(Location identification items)
* Start *

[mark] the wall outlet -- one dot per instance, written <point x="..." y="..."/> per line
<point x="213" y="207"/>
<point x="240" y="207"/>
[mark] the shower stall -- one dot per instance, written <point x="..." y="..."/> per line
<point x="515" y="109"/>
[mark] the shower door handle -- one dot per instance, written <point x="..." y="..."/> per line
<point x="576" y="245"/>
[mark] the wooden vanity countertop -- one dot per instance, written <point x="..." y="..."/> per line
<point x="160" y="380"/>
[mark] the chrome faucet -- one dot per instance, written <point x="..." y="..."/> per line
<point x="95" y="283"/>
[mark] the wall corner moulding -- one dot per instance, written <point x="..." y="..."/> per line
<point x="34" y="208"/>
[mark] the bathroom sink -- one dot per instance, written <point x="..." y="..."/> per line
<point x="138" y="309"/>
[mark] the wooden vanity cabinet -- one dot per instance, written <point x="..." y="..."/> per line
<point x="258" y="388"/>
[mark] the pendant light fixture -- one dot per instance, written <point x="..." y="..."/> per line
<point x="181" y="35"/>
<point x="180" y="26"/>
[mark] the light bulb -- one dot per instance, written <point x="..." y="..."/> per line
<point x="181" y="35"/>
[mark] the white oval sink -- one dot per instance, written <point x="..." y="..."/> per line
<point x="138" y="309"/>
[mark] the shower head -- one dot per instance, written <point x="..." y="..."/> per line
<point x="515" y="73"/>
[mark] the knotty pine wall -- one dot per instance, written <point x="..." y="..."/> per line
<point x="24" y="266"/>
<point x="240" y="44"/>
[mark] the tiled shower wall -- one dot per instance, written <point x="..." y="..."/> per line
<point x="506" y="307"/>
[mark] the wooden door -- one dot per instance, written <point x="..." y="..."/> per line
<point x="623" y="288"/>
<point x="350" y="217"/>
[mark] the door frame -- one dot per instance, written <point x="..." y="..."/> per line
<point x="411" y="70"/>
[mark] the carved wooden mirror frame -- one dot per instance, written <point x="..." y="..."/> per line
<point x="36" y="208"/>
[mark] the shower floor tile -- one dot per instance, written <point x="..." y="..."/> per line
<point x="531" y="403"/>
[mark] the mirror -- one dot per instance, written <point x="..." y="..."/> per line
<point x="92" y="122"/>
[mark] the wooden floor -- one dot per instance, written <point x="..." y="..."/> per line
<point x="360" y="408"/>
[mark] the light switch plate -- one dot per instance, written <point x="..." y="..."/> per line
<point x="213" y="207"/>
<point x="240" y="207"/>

* End *

(Prompt)
Recast everything from the line containing "[mark] the pendant" down to the end of the material, that line included, as a JSON list of strings with one string per line and blank lines omitted.

(The solution)
[
  "[mark] the pendant light fixture -- one dot per instance, written <point x=\"...\" y=\"...\"/> per line",
  "<point x=\"181\" y=\"35\"/>",
  "<point x=\"180\" y=\"26\"/>",
  "[mark] the light bulb -- one dot per instance, written <point x=\"...\" y=\"...\"/> per line",
  "<point x=\"181\" y=\"35\"/>",
  "[mark] the white oval sink -- one dot per instance, written <point x=\"...\" y=\"...\"/> per line",
  "<point x=\"138\" y=\"309\"/>",
  "[mark] the shower head -- one dot per instance, written <point x=\"...\" y=\"...\"/> per line",
  "<point x=\"515\" y=\"73\"/>",
  "[mark] the knotty pine wall -- one dot per instance, written <point x=\"...\" y=\"...\"/> per line",
  "<point x=\"24\" y=\"266\"/>",
  "<point x=\"240\" y=\"44\"/>",
  "[mark] the tiled shower wall -- one dot per instance, written <point x=\"...\" y=\"...\"/> per line",
  "<point x=\"506\" y=\"307\"/>",
  "[mark] the wooden door -- one dot per instance, written <point x=\"...\" y=\"...\"/> per line",
  "<point x=\"623\" y=\"288\"/>",
  "<point x=\"350\" y=\"217\"/>",
  "[mark] the door frame -- one dot per instance, written <point x=\"...\" y=\"...\"/> per line",
  "<point x=\"411\" y=\"70\"/>",
  "[mark] the carved wooden mirror frame -- one dot per instance, written <point x=\"...\" y=\"...\"/> per line",
  "<point x=\"36\" y=\"208\"/>",
  "[mark] the shower floor tile -- one dot per instance, written <point x=\"...\" y=\"...\"/> per line",
  "<point x=\"531\" y=\"403\"/>",
  "[mark] the mirror -- one dot per instance, written <point x=\"...\" y=\"...\"/> per line",
  "<point x=\"92\" y=\"122\"/>",
  "[mark] the wooden floor -- one dot per instance, written <point x=\"...\" y=\"...\"/> per line",
  "<point x=\"360\" y=\"408\"/>",
  "[mark] the light switch plate -- one dot per instance, written <point x=\"...\" y=\"...\"/> per line",
  "<point x=\"213\" y=\"207\"/>",
  "<point x=\"240\" y=\"207\"/>"
]